Stated task A:
According to the market blog post, what share of the portfolio will be held in cash once the shorts are covered?

··· Document passage

Re-test: check, Dead Cat Bounce: check, The Bottom: ?

Recs

5

November 20, 2008 – Comments (2) | RELATED TICKERS: DDM , RJA , USO

I'm tired, I've been working hard to keep folks around even.  I don't know what the bottom is.  Increasing the money supply a ton seems to be the right move.  Stagflation is a better option than depression, and I think Ben and Pauly are taking us there.  Congress needs to realize that BK in the auto industry is a bad idea due to chain reaction that would ensue.  What Congress ought to do instead of giving the car companies money though is du two things:

1. Absorb all pension costs.

2. Order a million additional cars each of the next three years with a lot of the money upfront instead of on delivery and rebuild the federal car fleets at the leisure of the industry as they reduce their labor force another 10-15% as a condition of #1.

Anyway, I'm covering my shorts probably tomorrow.  Though not reinvesting the cash just yet.  That'll put me at about 10% agriculture, 5% oil, 30% equity, 20% debt, 35% cash (spread among dollars, yen and swiss francs) and down less than 20% ytd across the board.  So if we get a good short term rally, which I think is likely, I could actually end the year about even.  That would be a hard working zero year no doubt.

······

Stated task B:
Reproduce the records from the line with "Locate the white plastered" up to and including the line with "[56,292,153,365]", changing "duck's" to "goose's" and keeping everything else the same. Return only those lines.

··· Exercise material

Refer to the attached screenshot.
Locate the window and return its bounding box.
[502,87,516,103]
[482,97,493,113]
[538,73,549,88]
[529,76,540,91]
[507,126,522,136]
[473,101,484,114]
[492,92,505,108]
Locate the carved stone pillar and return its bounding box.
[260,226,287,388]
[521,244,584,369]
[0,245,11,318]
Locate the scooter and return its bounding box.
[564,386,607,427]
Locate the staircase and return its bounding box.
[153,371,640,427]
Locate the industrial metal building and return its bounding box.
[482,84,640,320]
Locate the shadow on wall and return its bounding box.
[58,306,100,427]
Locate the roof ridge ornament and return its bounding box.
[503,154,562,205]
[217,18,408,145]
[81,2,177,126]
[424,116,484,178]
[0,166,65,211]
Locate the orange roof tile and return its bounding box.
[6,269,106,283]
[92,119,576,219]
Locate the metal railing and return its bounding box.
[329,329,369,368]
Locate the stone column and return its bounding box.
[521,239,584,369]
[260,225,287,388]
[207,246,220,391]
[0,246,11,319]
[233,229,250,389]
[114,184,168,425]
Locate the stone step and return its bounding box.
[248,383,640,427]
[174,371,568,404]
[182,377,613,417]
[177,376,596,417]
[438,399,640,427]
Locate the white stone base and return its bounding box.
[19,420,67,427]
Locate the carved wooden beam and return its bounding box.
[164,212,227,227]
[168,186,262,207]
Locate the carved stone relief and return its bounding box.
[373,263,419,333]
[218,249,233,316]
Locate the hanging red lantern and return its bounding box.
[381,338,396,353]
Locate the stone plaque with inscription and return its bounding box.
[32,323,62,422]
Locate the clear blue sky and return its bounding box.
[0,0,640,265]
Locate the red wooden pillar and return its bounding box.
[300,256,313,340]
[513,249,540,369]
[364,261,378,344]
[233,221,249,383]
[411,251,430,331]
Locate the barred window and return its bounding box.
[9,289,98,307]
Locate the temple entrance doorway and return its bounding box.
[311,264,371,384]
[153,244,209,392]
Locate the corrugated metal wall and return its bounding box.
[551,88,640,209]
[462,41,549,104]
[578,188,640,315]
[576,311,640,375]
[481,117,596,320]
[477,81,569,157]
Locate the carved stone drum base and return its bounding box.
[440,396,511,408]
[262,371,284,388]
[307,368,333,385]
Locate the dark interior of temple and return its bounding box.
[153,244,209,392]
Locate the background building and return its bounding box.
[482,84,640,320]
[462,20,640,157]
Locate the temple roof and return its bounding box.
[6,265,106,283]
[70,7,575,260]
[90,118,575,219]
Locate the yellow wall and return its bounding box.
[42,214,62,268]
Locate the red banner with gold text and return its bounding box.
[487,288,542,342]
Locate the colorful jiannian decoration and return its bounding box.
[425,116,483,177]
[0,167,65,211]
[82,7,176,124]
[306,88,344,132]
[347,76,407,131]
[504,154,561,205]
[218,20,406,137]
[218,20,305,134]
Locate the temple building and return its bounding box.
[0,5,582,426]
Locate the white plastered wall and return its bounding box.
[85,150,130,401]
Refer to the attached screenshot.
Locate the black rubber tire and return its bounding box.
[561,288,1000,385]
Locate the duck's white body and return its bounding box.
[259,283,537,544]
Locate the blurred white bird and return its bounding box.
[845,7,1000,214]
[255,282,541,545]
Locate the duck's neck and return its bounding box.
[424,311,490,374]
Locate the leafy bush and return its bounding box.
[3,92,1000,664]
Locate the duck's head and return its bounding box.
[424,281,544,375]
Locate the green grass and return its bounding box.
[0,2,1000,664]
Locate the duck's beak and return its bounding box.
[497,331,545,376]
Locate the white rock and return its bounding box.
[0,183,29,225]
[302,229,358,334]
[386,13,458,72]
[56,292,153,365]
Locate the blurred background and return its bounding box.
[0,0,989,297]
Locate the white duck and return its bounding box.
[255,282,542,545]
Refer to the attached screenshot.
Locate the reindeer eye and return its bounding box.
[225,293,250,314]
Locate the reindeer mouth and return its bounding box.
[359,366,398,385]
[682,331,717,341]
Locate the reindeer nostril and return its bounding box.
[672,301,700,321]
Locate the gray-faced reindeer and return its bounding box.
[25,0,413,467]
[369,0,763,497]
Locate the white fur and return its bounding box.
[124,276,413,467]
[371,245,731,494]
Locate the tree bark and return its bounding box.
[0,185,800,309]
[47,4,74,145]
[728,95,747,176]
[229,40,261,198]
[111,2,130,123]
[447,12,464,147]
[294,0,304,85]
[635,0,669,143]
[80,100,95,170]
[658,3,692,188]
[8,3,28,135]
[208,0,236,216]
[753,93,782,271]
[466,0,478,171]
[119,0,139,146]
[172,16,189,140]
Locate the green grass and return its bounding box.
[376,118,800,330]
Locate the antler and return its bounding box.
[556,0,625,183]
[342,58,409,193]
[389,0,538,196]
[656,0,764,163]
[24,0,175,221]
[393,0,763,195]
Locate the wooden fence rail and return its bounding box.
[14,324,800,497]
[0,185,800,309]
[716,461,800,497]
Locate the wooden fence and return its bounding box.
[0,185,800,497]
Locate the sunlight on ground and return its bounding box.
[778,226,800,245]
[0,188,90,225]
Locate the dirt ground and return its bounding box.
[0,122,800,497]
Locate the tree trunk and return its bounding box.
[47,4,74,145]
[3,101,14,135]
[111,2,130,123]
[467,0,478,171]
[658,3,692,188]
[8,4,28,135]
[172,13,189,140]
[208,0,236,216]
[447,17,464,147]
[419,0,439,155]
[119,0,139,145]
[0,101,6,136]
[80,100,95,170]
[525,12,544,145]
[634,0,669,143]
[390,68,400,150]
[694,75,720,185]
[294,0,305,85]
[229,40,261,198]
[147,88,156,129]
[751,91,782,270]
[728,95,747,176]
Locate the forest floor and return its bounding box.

······

Complete response A:
35%, spread among dollars, yen and Swiss francs.

Complete response B:
Locate the white plastered wall and return its bounding box.
[85,150,130,401]
Refer to the attached screenshot.
Locate the black rubber tire and return its bounding box.
[561,288,1000,385]
Locate the goose's white body and return its bounding box.
[259,283,537,544]
Locate the blurred white bird and return its bounding box.
[845,7,1000,214]
[255,282,541,545]
Locate the goose's neck and return its bounding box.
[424,311,490,374]
Locate the leafy bush and return its bounding box.
[3,92,1000,664]
Locate the goose's head and return its bounding box.
[424,281,544,375]
Locate the green grass and return its bounding box.
[0,2,1000,664]
Locate the goose's beak and return its bounding box.
[497,331,545,376]
Locate the white rock and return its bounding box.
[0,183,29,225]
[302,229,358,334]
[386,13,458,72]
[56,292,153,365]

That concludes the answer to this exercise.